- [Data]
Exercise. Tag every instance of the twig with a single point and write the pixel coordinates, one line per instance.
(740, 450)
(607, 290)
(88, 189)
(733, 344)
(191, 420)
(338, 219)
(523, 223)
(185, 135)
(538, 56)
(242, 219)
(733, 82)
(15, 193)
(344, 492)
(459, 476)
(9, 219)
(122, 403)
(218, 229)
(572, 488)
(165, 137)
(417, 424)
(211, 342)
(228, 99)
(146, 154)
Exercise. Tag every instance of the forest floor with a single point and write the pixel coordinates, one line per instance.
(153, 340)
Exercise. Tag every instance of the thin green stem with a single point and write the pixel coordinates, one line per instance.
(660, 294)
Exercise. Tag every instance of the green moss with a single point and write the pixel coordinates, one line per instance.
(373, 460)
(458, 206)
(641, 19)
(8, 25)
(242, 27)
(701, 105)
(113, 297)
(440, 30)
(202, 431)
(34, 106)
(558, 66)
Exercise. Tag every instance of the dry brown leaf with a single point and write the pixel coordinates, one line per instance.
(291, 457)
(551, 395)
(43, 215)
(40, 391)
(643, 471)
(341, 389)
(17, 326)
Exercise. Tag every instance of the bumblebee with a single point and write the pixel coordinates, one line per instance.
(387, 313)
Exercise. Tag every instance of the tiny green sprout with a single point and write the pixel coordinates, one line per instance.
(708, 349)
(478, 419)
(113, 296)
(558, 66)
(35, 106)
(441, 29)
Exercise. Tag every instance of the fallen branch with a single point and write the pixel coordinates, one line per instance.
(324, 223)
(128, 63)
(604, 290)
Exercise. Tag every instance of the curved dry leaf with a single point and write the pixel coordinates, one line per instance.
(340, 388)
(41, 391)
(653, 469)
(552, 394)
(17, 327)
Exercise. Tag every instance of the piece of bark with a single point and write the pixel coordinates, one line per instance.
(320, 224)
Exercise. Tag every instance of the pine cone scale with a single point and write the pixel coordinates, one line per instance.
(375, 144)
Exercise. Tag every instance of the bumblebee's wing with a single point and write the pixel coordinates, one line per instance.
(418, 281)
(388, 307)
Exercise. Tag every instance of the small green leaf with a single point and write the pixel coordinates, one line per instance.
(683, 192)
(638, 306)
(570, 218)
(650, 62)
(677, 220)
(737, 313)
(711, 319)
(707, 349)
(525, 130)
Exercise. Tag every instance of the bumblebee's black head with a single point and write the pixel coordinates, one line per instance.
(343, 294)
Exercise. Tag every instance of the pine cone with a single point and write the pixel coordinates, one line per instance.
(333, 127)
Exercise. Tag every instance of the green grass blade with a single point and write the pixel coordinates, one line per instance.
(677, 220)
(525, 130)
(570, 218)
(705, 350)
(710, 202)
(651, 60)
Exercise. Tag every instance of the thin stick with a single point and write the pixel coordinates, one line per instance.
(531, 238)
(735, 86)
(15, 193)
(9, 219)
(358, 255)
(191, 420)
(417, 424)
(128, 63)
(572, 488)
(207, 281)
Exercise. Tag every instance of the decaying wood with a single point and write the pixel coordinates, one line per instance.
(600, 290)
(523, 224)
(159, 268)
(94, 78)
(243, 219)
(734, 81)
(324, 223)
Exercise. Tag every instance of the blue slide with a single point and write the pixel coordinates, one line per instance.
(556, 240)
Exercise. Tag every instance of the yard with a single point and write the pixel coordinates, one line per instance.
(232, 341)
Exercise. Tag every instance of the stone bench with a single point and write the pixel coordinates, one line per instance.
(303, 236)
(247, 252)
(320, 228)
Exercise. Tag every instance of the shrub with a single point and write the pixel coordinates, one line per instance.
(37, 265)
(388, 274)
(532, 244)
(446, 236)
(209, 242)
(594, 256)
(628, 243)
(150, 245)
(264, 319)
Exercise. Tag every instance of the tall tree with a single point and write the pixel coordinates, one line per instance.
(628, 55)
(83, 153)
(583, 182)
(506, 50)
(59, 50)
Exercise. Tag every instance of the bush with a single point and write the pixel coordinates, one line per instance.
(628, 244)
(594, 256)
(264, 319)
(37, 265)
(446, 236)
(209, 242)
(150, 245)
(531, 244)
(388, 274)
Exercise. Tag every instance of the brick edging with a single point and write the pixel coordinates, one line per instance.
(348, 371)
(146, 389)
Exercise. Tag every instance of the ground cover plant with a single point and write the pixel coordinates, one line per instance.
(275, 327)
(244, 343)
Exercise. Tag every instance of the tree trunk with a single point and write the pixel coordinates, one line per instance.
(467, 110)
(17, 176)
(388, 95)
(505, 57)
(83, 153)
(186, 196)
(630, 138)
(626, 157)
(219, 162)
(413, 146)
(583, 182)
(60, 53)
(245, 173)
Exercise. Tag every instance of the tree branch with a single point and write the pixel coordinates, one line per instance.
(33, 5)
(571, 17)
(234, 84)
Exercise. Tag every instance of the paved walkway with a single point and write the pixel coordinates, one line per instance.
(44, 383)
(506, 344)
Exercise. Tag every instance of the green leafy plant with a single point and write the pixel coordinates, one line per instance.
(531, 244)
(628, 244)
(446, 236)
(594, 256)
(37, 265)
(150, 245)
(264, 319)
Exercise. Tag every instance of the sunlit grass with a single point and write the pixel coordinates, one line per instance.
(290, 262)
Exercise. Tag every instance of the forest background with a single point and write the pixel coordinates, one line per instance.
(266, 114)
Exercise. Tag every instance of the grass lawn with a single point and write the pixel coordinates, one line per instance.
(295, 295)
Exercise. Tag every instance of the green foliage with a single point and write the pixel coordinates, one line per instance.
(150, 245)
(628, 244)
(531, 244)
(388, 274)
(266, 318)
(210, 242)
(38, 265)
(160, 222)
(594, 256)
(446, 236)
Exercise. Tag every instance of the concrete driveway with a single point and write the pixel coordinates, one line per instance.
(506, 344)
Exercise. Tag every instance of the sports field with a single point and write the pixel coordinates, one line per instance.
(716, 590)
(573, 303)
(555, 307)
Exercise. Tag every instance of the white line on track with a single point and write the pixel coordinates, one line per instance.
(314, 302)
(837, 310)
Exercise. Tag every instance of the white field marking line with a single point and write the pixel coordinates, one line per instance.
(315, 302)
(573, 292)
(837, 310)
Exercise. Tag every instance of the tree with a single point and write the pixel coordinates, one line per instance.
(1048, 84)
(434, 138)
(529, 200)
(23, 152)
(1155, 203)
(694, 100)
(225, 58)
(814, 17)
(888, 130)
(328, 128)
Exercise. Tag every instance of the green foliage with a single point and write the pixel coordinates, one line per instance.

- [Stated goal] Copy all of the records above word for word, keeping each on its own line and in the same order.

- [Answer to the task]
Exercise. Tag every instance of the twig with a single point and write the pixel coordinates, one line per instance.
(740, 450)
(607, 290)
(88, 189)
(733, 344)
(191, 420)
(338, 219)
(523, 223)
(185, 135)
(538, 56)
(242, 219)
(733, 82)
(15, 193)
(344, 492)
(459, 476)
(9, 219)
(122, 403)
(218, 229)
(572, 488)
(165, 137)
(417, 424)
(211, 342)
(228, 99)
(146, 154)
Exercise. Tag every instance of the forest floor with a single point and write the pixel coordinates, one line per instance.
(153, 340)
Exercise. Tag every instance of the thin green stem with a single point and write the pixel coordinates, one line per instance.
(660, 294)
Exercise. Tag every instance of the green moss with a single point and write the pixel coordinates, one line per instance.
(373, 460)
(458, 206)
(641, 19)
(8, 25)
(242, 27)
(701, 105)
(113, 297)
(440, 30)
(202, 431)
(34, 106)
(558, 66)
Exercise. Tag every instance of the dry brown leaf with a single point and write the pixel coordinates, one line per instance.
(291, 457)
(551, 395)
(43, 215)
(40, 391)
(643, 471)
(341, 389)
(17, 326)
Exercise. Tag every instance of the bumblebee with a single point and write the pixel coordinates, one line per instance.
(387, 313)
Exercise. Tag every instance of the tiny green sprout with a single point and write the pixel coordinates, one line per instance.
(708, 349)
(478, 419)
(113, 296)
(558, 66)
(35, 106)
(441, 29)
Exercise. Tag every instance of the fallen branch with a single point and write the pixel coordinates, one line per instance.
(324, 223)
(128, 63)
(604, 290)
Exercise. Tag every instance of the curved dry leaf with a single point and write the pixel coordinates, one line per instance.
(340, 388)
(41, 391)
(653, 469)
(552, 394)
(17, 327)
Exercise. Tag every instance of the piece of bark with a single point and write the pixel coordinates, one line per instance.
(320, 224)
Exercise. Tag every instance of the pine cone scale with a single point and write the pixel coordinates, one line per instance.
(375, 144)
Exercise. Tag every instance of the bumblebee's wing with a single point and write the pixel coordinates, one line per instance.
(418, 281)
(388, 307)
Exercise. Tag every instance of the small green leaf with a single point and write the pixel coordinates, one line per instance.
(683, 192)
(638, 306)
(570, 218)
(650, 62)
(677, 220)
(737, 313)
(711, 319)
(707, 349)
(525, 130)
Exercise. Tag every instance of the bumblebee's black head with a single point and write the pixel coordinates, one line per instance.
(343, 294)
Exercise. Tag every instance of the pine cone with a single point and write the pixel coordinates, one line per instance.
(333, 127)
Exercise. Tag every instance of the green grass blade with a single point and write the pixel coordinates, one line per instance.
(677, 220)
(525, 130)
(570, 218)
(705, 350)
(710, 202)
(651, 60)
Exercise. Tag every instance of the thin stick with a single point and write the pixel coordinates, one line per instance.
(531, 238)
(735, 86)
(15, 193)
(9, 219)
(358, 255)
(191, 420)
(417, 424)
(128, 63)
(572, 488)
(207, 281)
Exercise. Tag every instance of the decaying wood with a single point and write the pixel coordinates, one line per instance.
(600, 290)
(523, 224)
(159, 268)
(94, 78)
(243, 219)
(734, 81)
(324, 223)
Exercise. Tag every instance of the blue slide with a single point and write the pixel coordinates, one line per instance.
(556, 240)
Exercise. Tag every instance of the yard with a single point and write the pixel coordinates, one line per instance.
(232, 341)
Exercise. Tag every instance of the stone bench with a single point and write the pixel coordinates, one line per instance.
(303, 236)
(247, 252)
(320, 228)
Exercise. Tag every instance of the shrub with a single point and write the pixel coordinates, one line per instance.
(37, 265)
(388, 274)
(532, 244)
(446, 236)
(209, 242)
(594, 256)
(628, 243)
(150, 245)
(264, 319)
Exercise. Tag every instance of the tall tree with a single point and write the pixel coordinates, one line per instance.
(628, 55)
(83, 153)
(583, 182)
(506, 50)
(59, 50)
Exercise. Tag every instance of the bush with a single point and write the pixel coordinates, one line per instance.
(628, 244)
(594, 256)
(264, 319)
(37, 265)
(446, 236)
(209, 242)
(150, 245)
(531, 244)
(388, 274)
Exercise. Tag every instance of the brick edging with a single point and write the pixel coordinates, one line per instance.
(348, 371)
(146, 389)
Exercise. Tag every instance of the ground cover plant with a single point and write the pixel coordinates, one line per instance.
(275, 327)
(244, 343)
Exercise. Tag every instance of the tree trunk with a single point and write the pixel coordinates, one line per instance.
(467, 110)
(17, 176)
(388, 95)
(505, 57)
(83, 153)
(186, 196)
(630, 138)
(626, 157)
(219, 162)
(413, 146)
(583, 182)
(60, 53)
(245, 173)
Exercise. Tag every instance of the tree branch with a single point and write the pixel coordinates, one line per instance.
(33, 5)
(571, 17)
(234, 84)
Exercise. Tag every instance of the paved walkway with a single point and write the pixel coordinates, one line per instance.
(44, 383)
(506, 344)
Exercise. Tag every instance of the green leafy plant with a single point and write the pixel coordinates, one line per instance.
(531, 244)
(628, 244)
(446, 236)
(594, 256)
(37, 265)
(150, 245)
(264, 319)
Exercise. Tag every instance of the sunlit grass with a single point and write the pixel coordinates, one line per instance.
(290, 262)
Exercise. Tag every instance of the forest background with a single point and write the pixel coordinates, one line per instance.
(266, 114)
Exercise. Tag every instance of the grass lawn with a single point and write the pixel coordinates, one line per instance.
(295, 295)
Exercise. Tag every instance of the green foliage with a single point and write the pixel coordinates, one line per instance.
(150, 245)
(628, 244)
(531, 244)
(388, 274)
(266, 318)
(210, 242)
(38, 265)
(160, 222)
(594, 256)
(446, 236)
Exercise. Tag every instance of the concrete driveway with a single point and write the pixel coordinates, one line per instance.
(506, 344)
Exercise. Tag every instance of the sports field with a single point and write the pixel coordinates, one line per instance.
(716, 590)
(573, 303)
(555, 307)
Exercise. Tag every instance of the white line on track with a single point and write the pixel coordinates, one line per instance.
(314, 302)
(837, 310)
Exercise. Tag every instance of the white field marking line with a single point and write the pixel coordinates, one line per instance.
(315, 302)
(573, 292)
(837, 310)
Exercise. Tag every instance of the tree with a single point and write the pixel coordinates, one line per instance.
(1048, 84)
(434, 138)
(529, 200)
(23, 152)
(1155, 203)
(694, 100)
(225, 58)
(814, 17)
(888, 130)
(328, 128)
Exercise. Tag every instance of the green foliage with a single point and write the pixel coordinates, one line per instance.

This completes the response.